[Data listing]
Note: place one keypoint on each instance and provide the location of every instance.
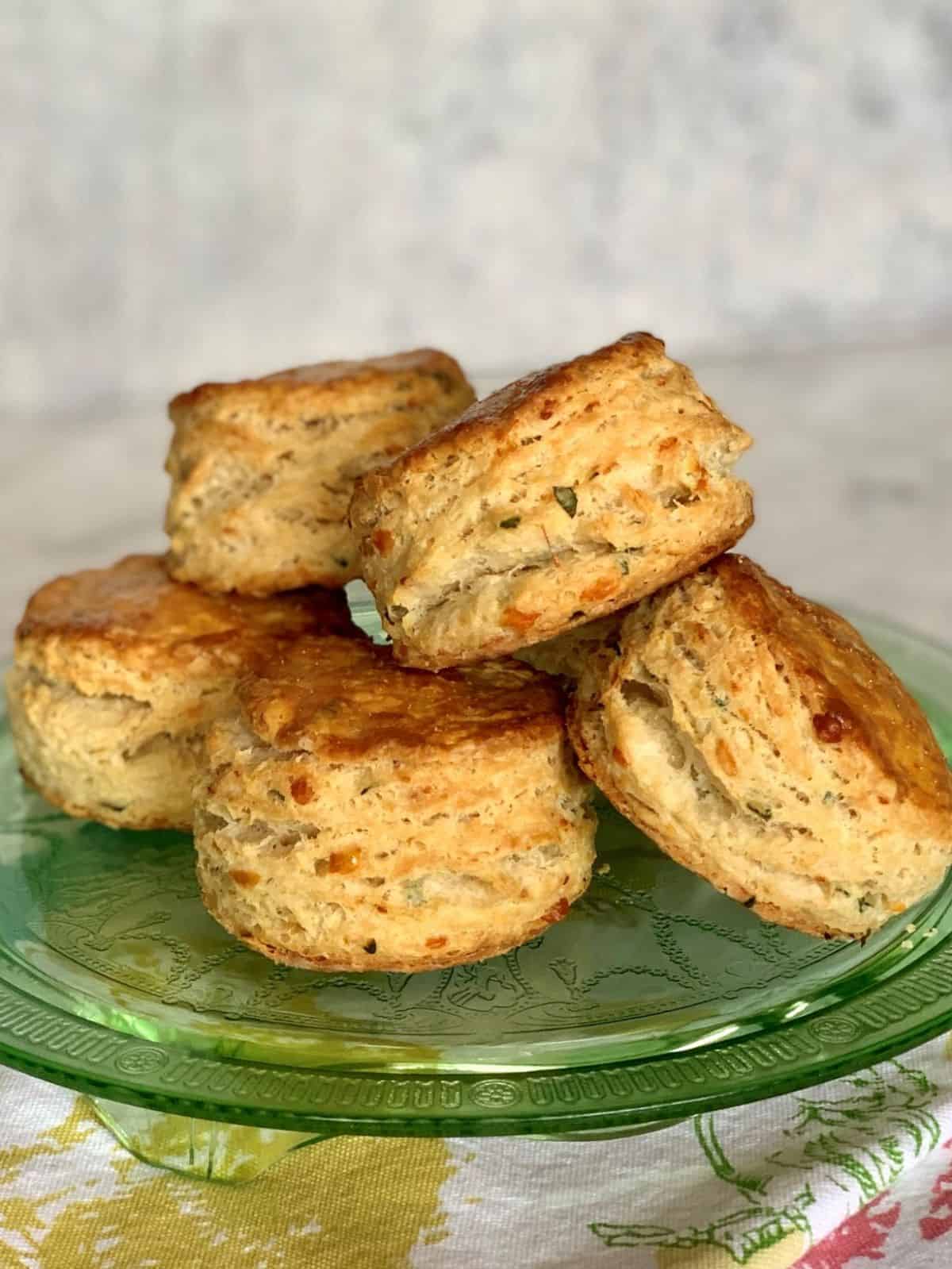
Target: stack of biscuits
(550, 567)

...

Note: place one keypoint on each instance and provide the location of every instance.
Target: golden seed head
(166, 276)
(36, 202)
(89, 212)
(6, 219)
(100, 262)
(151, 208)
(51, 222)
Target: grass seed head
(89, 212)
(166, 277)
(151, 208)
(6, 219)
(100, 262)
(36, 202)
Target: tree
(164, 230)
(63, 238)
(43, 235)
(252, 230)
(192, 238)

[Your objective]
Count the lines in the listing above that contain the string "seed" with matching case, and reply with only that number.

[Answer to this problem]
2